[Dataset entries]
== == ==
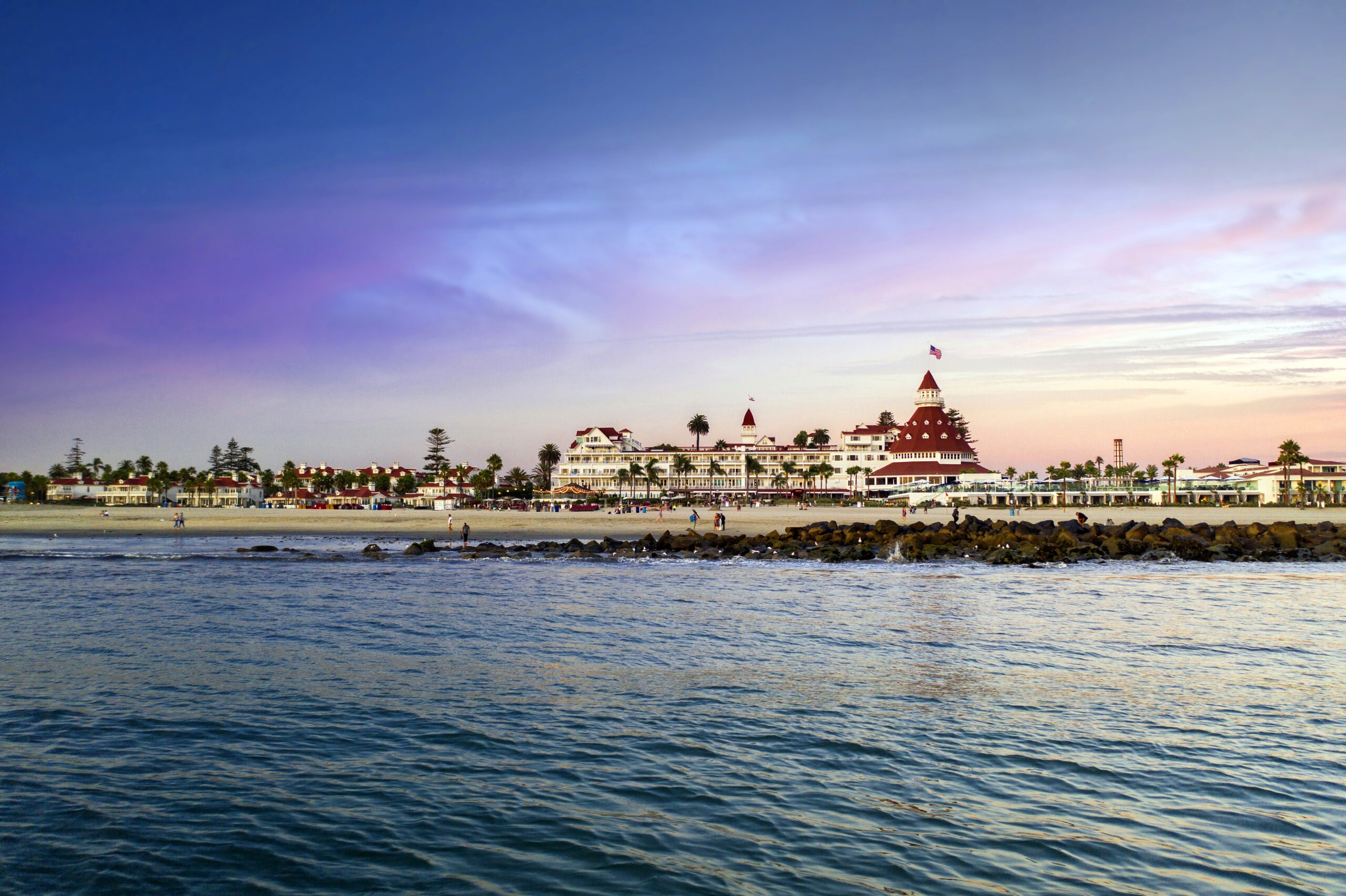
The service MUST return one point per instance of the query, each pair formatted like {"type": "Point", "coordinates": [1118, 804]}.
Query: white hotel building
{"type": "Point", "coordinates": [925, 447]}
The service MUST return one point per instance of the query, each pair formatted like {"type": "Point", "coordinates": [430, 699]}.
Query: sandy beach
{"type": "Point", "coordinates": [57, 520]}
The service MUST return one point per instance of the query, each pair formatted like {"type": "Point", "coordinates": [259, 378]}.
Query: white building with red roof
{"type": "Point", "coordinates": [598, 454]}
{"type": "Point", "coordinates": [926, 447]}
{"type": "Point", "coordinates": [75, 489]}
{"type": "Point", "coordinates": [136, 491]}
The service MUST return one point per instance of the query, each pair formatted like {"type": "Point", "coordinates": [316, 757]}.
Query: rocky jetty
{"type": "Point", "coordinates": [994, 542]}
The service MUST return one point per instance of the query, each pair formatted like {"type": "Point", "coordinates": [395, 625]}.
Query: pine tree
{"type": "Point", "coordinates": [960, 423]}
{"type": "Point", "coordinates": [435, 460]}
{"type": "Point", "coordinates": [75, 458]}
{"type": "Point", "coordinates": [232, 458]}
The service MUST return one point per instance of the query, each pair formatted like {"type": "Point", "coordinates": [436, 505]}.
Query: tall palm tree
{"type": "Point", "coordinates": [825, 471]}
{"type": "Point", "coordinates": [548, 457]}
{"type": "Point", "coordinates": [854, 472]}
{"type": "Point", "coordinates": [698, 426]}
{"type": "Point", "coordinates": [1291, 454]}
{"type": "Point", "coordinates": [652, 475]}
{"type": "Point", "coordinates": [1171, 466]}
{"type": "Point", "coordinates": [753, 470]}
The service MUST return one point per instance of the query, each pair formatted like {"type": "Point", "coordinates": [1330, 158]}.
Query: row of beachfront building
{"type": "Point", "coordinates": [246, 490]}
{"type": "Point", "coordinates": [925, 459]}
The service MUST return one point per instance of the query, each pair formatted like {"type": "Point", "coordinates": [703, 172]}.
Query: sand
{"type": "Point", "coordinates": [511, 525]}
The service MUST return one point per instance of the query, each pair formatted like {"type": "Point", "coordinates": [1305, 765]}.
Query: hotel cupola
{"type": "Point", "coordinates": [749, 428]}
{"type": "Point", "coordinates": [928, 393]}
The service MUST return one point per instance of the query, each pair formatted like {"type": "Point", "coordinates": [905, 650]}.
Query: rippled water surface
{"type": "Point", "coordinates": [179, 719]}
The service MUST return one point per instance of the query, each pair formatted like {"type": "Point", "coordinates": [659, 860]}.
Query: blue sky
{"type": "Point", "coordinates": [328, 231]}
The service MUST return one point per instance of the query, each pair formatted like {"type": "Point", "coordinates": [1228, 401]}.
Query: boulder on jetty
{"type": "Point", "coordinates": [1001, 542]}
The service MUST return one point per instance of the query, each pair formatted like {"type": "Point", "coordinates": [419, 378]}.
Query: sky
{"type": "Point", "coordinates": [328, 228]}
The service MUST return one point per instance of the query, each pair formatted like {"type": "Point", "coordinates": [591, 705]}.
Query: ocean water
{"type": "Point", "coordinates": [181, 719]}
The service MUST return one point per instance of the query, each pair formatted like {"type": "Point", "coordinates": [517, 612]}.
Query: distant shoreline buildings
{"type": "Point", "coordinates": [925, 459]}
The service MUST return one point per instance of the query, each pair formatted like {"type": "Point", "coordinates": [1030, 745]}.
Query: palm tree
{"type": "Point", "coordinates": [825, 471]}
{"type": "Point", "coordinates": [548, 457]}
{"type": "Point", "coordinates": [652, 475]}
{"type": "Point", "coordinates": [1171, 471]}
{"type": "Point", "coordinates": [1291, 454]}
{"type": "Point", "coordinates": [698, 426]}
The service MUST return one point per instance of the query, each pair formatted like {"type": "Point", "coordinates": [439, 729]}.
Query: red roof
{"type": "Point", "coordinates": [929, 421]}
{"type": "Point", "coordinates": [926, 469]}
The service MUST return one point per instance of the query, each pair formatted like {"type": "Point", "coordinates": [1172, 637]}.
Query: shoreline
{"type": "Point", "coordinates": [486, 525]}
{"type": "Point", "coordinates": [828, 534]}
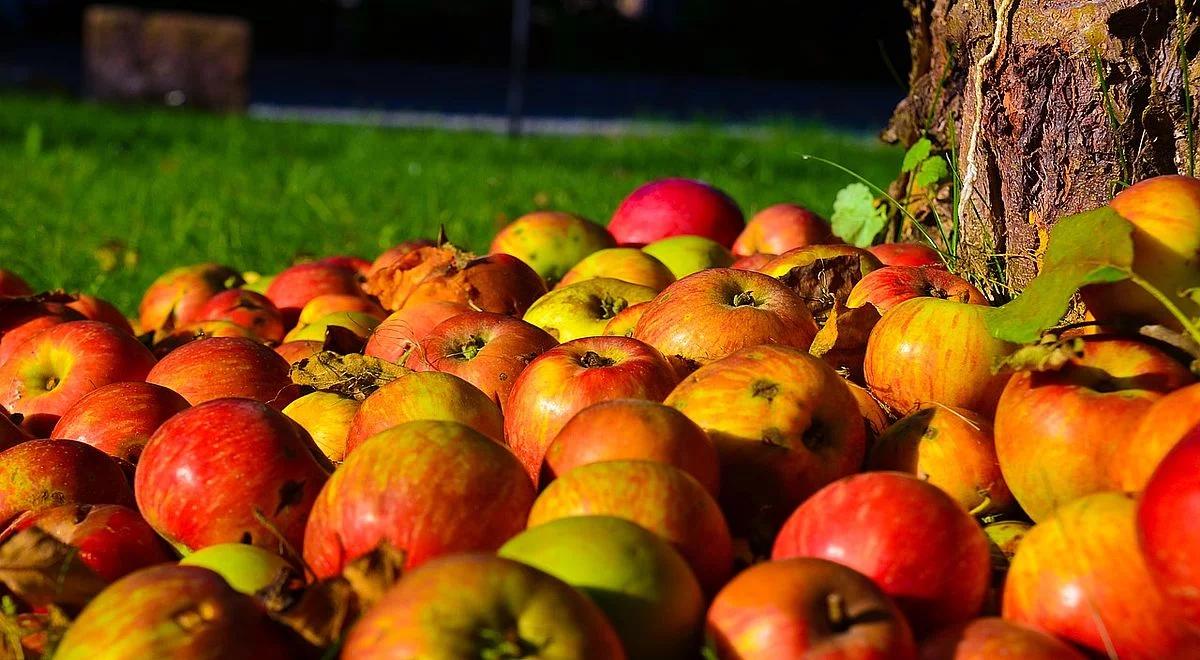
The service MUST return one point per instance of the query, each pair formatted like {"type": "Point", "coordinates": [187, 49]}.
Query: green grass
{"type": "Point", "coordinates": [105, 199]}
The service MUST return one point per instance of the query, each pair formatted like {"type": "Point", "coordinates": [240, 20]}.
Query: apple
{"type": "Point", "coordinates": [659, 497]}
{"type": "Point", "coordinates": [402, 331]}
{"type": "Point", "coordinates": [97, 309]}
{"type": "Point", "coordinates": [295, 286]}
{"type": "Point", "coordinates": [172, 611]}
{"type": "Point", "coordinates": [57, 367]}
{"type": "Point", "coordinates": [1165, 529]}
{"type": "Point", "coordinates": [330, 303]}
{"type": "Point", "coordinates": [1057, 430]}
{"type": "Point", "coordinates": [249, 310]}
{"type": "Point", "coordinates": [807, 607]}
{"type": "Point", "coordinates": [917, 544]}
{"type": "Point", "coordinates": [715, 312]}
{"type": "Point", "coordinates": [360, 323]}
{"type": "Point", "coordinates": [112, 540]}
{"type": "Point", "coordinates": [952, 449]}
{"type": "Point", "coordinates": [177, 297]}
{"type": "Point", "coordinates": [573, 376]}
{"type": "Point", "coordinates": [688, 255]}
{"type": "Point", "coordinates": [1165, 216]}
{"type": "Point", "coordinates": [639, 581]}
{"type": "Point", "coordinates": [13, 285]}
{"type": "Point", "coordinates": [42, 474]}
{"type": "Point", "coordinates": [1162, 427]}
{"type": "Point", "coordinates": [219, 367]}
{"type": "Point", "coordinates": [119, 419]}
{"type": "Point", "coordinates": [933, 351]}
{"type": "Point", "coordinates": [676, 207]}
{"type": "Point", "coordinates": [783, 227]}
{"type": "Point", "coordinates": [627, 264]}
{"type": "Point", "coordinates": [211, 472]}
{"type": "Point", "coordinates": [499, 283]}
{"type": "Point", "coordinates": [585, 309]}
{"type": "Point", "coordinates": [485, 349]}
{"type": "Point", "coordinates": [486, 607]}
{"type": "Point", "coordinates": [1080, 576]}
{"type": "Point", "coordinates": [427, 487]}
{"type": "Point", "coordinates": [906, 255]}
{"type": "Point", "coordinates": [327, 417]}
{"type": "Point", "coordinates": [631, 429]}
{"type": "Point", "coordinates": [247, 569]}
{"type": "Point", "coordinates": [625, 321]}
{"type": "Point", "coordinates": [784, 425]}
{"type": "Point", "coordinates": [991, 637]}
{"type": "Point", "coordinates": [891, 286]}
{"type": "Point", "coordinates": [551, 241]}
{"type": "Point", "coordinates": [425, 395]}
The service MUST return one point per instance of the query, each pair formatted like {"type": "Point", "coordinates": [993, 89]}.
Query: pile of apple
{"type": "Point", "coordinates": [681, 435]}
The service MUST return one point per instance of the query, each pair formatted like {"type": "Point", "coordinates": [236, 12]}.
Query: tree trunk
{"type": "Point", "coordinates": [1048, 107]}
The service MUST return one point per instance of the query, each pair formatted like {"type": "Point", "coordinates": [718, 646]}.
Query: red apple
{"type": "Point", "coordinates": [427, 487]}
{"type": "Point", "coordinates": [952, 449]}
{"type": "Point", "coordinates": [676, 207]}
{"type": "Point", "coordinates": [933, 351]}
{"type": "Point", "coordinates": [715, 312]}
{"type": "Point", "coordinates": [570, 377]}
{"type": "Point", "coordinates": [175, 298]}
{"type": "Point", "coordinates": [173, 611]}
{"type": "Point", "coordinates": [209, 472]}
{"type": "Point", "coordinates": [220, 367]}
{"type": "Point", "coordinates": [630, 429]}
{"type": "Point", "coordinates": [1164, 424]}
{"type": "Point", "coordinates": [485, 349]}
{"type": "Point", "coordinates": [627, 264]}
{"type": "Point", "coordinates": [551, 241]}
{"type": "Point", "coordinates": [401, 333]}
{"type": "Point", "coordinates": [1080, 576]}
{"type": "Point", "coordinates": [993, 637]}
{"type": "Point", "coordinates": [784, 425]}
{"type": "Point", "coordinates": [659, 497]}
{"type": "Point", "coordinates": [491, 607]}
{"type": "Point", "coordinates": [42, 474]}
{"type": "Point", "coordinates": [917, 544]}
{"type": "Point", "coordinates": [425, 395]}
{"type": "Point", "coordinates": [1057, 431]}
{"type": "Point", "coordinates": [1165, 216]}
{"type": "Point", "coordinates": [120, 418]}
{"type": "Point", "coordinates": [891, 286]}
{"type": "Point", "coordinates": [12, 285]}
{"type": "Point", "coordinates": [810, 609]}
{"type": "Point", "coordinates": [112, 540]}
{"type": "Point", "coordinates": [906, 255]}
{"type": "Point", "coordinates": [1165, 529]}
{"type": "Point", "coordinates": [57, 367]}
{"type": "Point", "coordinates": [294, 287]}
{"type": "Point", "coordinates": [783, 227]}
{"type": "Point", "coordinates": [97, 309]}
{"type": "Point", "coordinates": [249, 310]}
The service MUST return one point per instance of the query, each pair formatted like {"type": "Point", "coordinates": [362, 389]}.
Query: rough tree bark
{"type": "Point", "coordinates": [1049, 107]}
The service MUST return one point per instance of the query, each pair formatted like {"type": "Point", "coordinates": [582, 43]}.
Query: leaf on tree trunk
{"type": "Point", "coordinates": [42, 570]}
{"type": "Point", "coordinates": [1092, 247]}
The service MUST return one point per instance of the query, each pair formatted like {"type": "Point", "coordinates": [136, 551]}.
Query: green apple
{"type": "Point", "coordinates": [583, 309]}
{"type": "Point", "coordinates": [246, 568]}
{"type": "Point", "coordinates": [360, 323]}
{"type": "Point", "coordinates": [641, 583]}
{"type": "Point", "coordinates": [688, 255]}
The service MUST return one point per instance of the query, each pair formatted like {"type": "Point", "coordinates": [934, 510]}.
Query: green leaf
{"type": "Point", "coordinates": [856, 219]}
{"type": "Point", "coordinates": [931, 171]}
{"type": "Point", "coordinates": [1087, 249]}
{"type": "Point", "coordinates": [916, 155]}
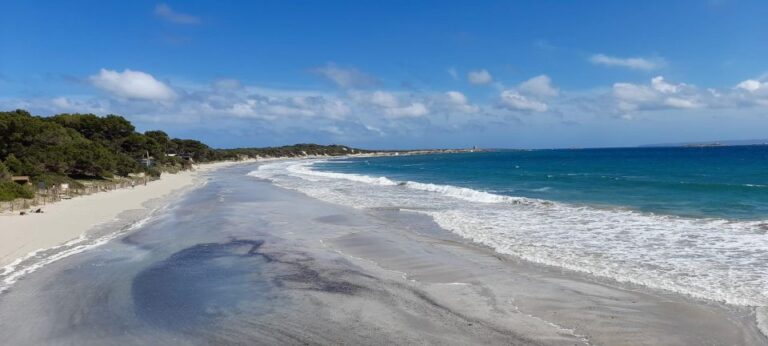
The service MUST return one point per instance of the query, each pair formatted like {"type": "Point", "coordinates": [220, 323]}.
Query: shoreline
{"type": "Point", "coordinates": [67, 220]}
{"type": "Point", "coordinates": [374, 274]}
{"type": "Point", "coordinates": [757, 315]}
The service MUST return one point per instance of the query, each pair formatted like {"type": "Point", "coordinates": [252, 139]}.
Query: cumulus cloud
== == ==
YOUR INSTRUCTIONS:
Pictures aside, set down the lines from the one containing "Query: rough tree bark" through the end of the records above, exactly and only those.

SOLUTION TO THIS PROBLEM:
Query: rough tree bark
{"type": "Point", "coordinates": [1049, 107]}
The service MUST return one point per instance of the query, each pair formatted like {"type": "Point", "coordinates": [582, 43]}.
Query: leaf on tree trunk
{"type": "Point", "coordinates": [42, 570]}
{"type": "Point", "coordinates": [1092, 247]}
The service MUST return one point per instance of the query, each pair formatted like {"type": "Point", "coordinates": [136, 551]}.
Query: green apple
{"type": "Point", "coordinates": [583, 309]}
{"type": "Point", "coordinates": [246, 568]}
{"type": "Point", "coordinates": [360, 323]}
{"type": "Point", "coordinates": [641, 583]}
{"type": "Point", "coordinates": [688, 255]}
The service MUST return one point per instance of the query, each pair formatted like {"type": "Point", "coordinates": [934, 510]}.
Query: green leaf
{"type": "Point", "coordinates": [856, 219]}
{"type": "Point", "coordinates": [931, 171]}
{"type": "Point", "coordinates": [1087, 249]}
{"type": "Point", "coordinates": [916, 155]}
The service MUST return one point per instance of the query, each pair formatted like {"type": "Point", "coordinates": [220, 323]}.
Query: shoreline
{"type": "Point", "coordinates": [67, 220]}
{"type": "Point", "coordinates": [374, 274]}
{"type": "Point", "coordinates": [757, 315]}
The service MUST return one point per instance of the query, each pair formatted like {"type": "Point", "coordinates": [252, 139]}.
Query: cumulus cloud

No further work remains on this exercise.